::: EXCERPTED PASSAGE :::
How is it to live with the fact of the drinkable water be a rare luxury?
The water is not drinkable but people born there have always drank it and the have health problems due to it though their body system reacts in a different way from ours. But it is difficult to keep potable where it rains from May to October due to monsoons, there are rubbish everywhere and where there are no sewers.

Which is the average level education of Bangladeshi people?
The right answer would be, the life school or the streets school. Our kids study until the end of basic teaching and then the secondary schools are not accepting those who wish to continue studying because they come from the streets what is appallingly shocking.

Have you known any case of success of a family who have done the transition and being now out of the Dhaka Project? How is their life after leaving the project?
Maria, sometimes gets jobs for some families there in Dubai and those are our success cases, the only they need is to learn English to go to Dubai. But, some stay even in Dhaka working for beauty centres in hotels, as drivers, etc.

How is the climate?
The climate in Dhaka is hot and humid having monsoons from May to October, with lots of rain and floods. But above all hot, very hot weather.

Are there any first need goods?
Yes! There are first need goods! In Dhaka, cooked rice is a first need goods.
::: RECORDED DATA :::
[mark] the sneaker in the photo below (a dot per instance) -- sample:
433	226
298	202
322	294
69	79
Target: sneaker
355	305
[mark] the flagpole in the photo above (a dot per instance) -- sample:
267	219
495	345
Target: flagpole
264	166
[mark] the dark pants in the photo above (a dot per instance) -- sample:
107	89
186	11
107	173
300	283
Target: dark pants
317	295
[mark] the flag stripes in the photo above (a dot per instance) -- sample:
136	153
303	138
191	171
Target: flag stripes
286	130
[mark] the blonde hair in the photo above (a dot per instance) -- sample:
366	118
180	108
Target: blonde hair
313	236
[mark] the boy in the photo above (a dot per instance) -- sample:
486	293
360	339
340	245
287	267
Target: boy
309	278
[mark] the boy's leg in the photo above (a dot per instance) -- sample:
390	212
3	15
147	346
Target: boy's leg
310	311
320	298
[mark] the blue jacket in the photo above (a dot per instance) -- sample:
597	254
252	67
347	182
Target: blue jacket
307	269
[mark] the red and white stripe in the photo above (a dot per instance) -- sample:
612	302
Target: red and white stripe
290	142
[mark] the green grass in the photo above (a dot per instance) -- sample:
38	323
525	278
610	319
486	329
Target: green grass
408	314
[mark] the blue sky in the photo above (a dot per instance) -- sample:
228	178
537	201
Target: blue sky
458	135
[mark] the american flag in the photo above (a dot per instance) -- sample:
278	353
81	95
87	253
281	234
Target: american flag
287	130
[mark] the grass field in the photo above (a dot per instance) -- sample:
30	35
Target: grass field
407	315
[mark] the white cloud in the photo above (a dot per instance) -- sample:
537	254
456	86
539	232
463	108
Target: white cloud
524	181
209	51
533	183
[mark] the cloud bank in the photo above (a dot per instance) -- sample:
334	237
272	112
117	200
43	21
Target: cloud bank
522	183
:::
::: RECORDED DATA :::
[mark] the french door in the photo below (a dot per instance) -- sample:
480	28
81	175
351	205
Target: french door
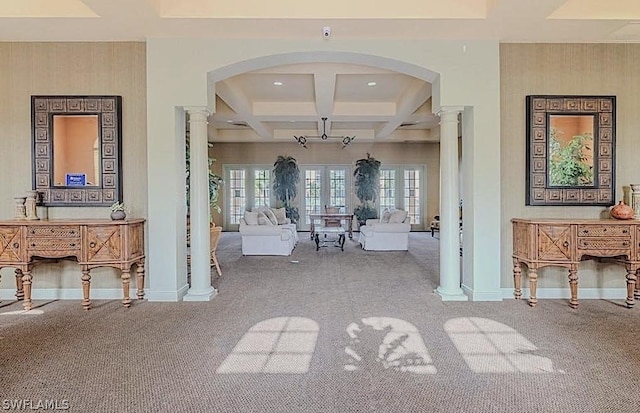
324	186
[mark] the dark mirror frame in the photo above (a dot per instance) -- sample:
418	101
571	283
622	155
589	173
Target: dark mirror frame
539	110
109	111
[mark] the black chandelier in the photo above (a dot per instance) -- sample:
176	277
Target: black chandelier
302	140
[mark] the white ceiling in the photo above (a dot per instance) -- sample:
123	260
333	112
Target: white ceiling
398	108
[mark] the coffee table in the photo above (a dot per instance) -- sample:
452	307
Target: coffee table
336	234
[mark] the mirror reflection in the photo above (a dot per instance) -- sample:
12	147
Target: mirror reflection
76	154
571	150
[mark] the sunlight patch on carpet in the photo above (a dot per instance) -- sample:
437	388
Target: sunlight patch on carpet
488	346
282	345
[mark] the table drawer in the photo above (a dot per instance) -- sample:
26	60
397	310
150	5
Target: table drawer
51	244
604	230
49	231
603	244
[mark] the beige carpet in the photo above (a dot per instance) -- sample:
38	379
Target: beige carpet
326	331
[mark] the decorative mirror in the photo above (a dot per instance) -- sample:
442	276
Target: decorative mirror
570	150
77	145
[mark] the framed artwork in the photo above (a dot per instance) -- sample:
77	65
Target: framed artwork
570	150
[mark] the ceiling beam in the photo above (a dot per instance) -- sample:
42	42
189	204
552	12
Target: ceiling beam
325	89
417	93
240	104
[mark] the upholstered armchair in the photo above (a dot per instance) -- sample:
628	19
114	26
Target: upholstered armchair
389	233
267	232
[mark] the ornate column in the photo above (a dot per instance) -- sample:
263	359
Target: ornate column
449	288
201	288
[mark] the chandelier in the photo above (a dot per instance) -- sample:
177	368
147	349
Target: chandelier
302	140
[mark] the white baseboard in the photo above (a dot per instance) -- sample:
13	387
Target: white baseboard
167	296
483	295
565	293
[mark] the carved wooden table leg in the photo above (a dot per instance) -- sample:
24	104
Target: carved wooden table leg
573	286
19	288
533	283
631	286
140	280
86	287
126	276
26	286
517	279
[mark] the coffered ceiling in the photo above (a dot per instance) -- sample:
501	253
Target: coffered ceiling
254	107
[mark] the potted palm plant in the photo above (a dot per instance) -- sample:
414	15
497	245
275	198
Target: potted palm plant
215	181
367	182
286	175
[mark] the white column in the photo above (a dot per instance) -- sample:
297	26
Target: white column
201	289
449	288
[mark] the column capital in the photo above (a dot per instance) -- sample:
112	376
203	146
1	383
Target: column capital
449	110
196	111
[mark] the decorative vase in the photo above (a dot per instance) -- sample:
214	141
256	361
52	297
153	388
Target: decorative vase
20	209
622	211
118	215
:::
PROBLEMS TO SOLVE
**a)** Quote the interview about the Dhaka Project from "The climate in" up to and including "first need goods.".
**b)** Extend the interview about the Dhaka Project beyond its final answer.

ANSWERS TO THE PROBLEMS
**a)**
The climate in Dhaka is hot and humid having monsoons from May to October, with lots of rain and floods. But above all hot, very hot weather.

Are there any first need goods?
Yes! There are first need goods! In Dhaka, cooked rice is a first need goods.

**b)**
What airline have you traveled with to go to Dhaka?
I traveled with British Airways. But I know that the airline company that Maria works with, the Emirates Airline, flies to Dhaka. However, Emirates doesn't fly to Portugal so, you would have to fly to other country where Emirates has flights to, and once from there you could travel with Emirates to Dhaka. For example, United Kingdom (London).

Which has been the situation in Dhaka, you felt you most made a difference?
It is very easy to feel we make a difference in Dhaka. They are people much in need, specially the children, who we work more directly in our project.
An English spoken class, in which we teach them how to use board papers, scissors and all that sort of material let them very happy. Some are creative and able to draw anything different, but many draw the Bangladeshi rose, the Tomb of Dhaka and the most draw their country's flag.
Once, in the street in Dhaka downtown faraway from Gawair, where The Dhaka Project is situated, a gentleman riding his motorbike, stopped; he asked in English where I was from, I replied I was Portuguese and explained why I was in Dhaka, he said he knew the Project adding he was a policeman, not being in uniform because it was his day off, saying 'thank you for visiting my country' and asking if I was enjoying Dhaka.
All them, in any age, are highly proud of their country, their culture and their lives and when I made an effort to pronounce any word in Bangle, or whenever I used their tunics much longer than ours, they felt proud for that and show gratefulness for visiting and helping The Dhaka Project.

What are the ages and the ratio boys/girls?
In The Dhaka Project we have the nursery and the day care centre with children from their early years until 4 years, respectively, after this they are transferred to the preschool where they are until they are 6. Then they begin the primary school until the end of the basic teaching. There are more girls than boys but the difference is not much significant.

Which is your main advice to the next volunteers?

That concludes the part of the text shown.